Dataset excerpts on pointing at objects:
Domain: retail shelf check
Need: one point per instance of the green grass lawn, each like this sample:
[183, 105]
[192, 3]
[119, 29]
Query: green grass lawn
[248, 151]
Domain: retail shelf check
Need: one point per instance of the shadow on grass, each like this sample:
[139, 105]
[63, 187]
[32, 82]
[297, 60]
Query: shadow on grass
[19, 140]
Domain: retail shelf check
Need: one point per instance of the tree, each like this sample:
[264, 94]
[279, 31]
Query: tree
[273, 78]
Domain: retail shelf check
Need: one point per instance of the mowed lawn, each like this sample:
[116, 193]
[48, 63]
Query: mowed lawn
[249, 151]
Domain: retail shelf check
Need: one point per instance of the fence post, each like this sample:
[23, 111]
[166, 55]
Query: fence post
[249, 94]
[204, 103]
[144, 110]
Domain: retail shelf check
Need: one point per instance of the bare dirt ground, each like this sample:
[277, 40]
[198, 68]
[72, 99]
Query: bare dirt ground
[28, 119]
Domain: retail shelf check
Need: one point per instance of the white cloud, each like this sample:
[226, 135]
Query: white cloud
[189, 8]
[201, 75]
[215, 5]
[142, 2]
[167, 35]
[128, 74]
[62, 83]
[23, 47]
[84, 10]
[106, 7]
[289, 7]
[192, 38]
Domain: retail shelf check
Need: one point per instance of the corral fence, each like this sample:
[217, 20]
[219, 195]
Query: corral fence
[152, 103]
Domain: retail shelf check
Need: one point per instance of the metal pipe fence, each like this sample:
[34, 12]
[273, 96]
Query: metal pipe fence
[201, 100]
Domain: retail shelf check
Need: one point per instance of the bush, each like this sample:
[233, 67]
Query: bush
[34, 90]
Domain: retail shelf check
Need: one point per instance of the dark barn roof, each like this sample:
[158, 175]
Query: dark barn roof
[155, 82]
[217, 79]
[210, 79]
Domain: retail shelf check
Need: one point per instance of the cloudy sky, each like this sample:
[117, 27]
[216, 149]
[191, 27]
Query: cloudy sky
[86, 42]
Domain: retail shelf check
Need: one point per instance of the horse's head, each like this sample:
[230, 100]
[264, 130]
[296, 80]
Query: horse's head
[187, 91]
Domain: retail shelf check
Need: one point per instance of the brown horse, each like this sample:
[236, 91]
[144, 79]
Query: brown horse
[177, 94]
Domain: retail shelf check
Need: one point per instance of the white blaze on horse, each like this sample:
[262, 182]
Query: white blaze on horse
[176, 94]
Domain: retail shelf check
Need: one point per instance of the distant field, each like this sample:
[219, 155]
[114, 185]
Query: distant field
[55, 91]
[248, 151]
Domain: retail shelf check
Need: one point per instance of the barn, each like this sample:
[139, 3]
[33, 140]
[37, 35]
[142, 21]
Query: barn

What is asked:
Count the lines above that contain the string "blaze", treating case as significant. Give only the number.

Answer for the task:
2